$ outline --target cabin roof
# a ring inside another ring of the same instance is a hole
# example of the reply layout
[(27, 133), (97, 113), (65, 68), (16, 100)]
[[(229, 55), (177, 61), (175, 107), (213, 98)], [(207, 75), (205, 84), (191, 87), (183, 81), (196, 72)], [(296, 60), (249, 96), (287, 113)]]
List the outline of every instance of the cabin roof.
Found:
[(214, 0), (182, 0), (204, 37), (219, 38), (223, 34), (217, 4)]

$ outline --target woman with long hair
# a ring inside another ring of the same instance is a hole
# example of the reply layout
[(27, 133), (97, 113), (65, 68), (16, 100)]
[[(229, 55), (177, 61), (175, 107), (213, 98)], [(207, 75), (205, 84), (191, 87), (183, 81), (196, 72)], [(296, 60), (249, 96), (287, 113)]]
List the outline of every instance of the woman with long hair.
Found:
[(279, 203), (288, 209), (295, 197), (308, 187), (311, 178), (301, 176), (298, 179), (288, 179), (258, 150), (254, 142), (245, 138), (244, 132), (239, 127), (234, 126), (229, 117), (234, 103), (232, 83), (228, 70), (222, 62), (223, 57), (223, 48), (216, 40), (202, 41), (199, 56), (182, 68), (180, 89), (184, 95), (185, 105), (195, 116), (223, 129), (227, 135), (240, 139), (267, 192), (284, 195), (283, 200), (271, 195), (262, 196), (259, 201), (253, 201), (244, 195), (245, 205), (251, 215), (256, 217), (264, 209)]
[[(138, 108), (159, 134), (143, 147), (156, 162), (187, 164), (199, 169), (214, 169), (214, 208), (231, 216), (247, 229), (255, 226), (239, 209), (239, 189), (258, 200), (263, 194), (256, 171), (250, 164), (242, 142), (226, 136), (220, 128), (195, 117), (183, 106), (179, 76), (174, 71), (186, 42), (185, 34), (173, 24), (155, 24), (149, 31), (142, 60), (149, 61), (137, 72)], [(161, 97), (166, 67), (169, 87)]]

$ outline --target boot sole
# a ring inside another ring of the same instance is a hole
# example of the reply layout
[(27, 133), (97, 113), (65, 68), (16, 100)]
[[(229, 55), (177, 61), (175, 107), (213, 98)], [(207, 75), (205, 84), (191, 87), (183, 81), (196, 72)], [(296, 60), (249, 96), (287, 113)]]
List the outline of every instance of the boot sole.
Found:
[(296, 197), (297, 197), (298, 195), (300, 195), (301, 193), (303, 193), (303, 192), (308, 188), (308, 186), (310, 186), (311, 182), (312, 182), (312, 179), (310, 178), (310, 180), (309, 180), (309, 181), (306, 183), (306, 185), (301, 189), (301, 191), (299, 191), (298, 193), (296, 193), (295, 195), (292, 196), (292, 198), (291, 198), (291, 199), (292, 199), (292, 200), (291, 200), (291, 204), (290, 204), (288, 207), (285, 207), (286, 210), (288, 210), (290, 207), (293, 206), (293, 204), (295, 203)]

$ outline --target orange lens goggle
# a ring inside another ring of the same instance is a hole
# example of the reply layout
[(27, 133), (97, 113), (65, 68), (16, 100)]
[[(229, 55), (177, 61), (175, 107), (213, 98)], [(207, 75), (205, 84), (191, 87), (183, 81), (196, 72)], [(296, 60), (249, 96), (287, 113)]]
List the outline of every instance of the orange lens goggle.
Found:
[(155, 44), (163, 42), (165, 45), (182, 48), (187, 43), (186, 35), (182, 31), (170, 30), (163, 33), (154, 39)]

_____

What to work on =>
In full and word for word, write out the data above.

Result of the task =>
$ outline --target cabin roof
# a ring inside another ring of the same instance is a hole
# example of the reply layout
[(27, 133), (97, 113), (65, 68), (16, 100)]
[[(229, 55), (177, 61), (175, 107), (213, 98)], [(207, 75), (205, 84), (191, 87), (183, 81), (196, 72)], [(296, 60), (249, 96), (287, 113)]]
List the outline of every instance of the cabin roof.
Found:
[(214, 0), (182, 0), (204, 37), (219, 38), (223, 34), (217, 4)]

$ outline --target woman with long hair
# a ring inside another ring of the same instance is a hole
# example of the reply layout
[(27, 133), (97, 113), (65, 68), (16, 100)]
[[(229, 55), (177, 61), (175, 107), (213, 98)], [(207, 75), (205, 84), (191, 87), (183, 81), (196, 72)], [(296, 60), (249, 96), (287, 113)]]
List the outline of every instance of the woman with long hair.
Found:
[(279, 203), (288, 209), (295, 197), (308, 187), (311, 178), (301, 176), (298, 179), (288, 179), (258, 150), (254, 142), (245, 138), (244, 132), (239, 127), (234, 126), (229, 117), (234, 103), (232, 83), (228, 70), (222, 62), (223, 57), (223, 48), (216, 40), (202, 41), (199, 56), (182, 68), (180, 89), (184, 95), (185, 105), (195, 116), (223, 129), (227, 135), (240, 139), (267, 192), (284, 195), (283, 200), (271, 195), (262, 196), (259, 201), (253, 201), (244, 195), (245, 205), (251, 215), (256, 217), (264, 209)]
[[(138, 108), (159, 134), (143, 147), (156, 162), (187, 164), (199, 169), (214, 169), (214, 208), (231, 216), (247, 229), (255, 226), (239, 209), (239, 189), (258, 200), (263, 194), (256, 171), (250, 164), (242, 142), (226, 136), (220, 128), (195, 117), (183, 106), (179, 76), (174, 71), (186, 42), (185, 34), (173, 24), (155, 24), (149, 31), (142, 60), (149, 61), (137, 72)], [(161, 97), (166, 67), (169, 87)]]

$ outline --target boot sole
# a ring inside another ring of the same instance is a hole
# example of the reply layout
[(27, 133), (97, 113), (65, 68), (16, 100)]
[[(229, 55), (177, 61), (175, 107), (213, 98)], [(207, 75), (205, 84), (191, 87), (183, 81), (196, 72)], [(296, 60), (249, 96), (287, 113)]]
List the outline of every instance of the boot sole.
Found:
[(296, 197), (297, 197), (298, 195), (300, 195), (301, 193), (303, 193), (303, 192), (308, 188), (308, 186), (310, 186), (311, 182), (312, 182), (312, 179), (310, 178), (310, 180), (309, 180), (309, 181), (306, 183), (306, 185), (301, 189), (301, 191), (299, 191), (298, 193), (296, 193), (295, 195), (292, 196), (292, 198), (291, 198), (291, 199), (292, 199), (292, 200), (291, 200), (291, 204), (290, 204), (288, 207), (285, 207), (286, 210), (288, 210), (290, 207), (293, 206), (293, 204), (295, 203)]

$ outline --target orange lens goggle
# a ring inside another ring of the same instance is a hole
# example of the reply layout
[(27, 133), (97, 113), (65, 68), (16, 100)]
[[(229, 55), (177, 61), (175, 107), (213, 98)], [(207, 75), (205, 84), (191, 87), (183, 81), (196, 72)], [(296, 60), (249, 96), (287, 113)]]
List the outline of every instance of the orange lens goggle.
Found:
[(155, 44), (163, 42), (165, 45), (182, 48), (187, 43), (186, 35), (182, 31), (170, 30), (163, 33), (154, 39)]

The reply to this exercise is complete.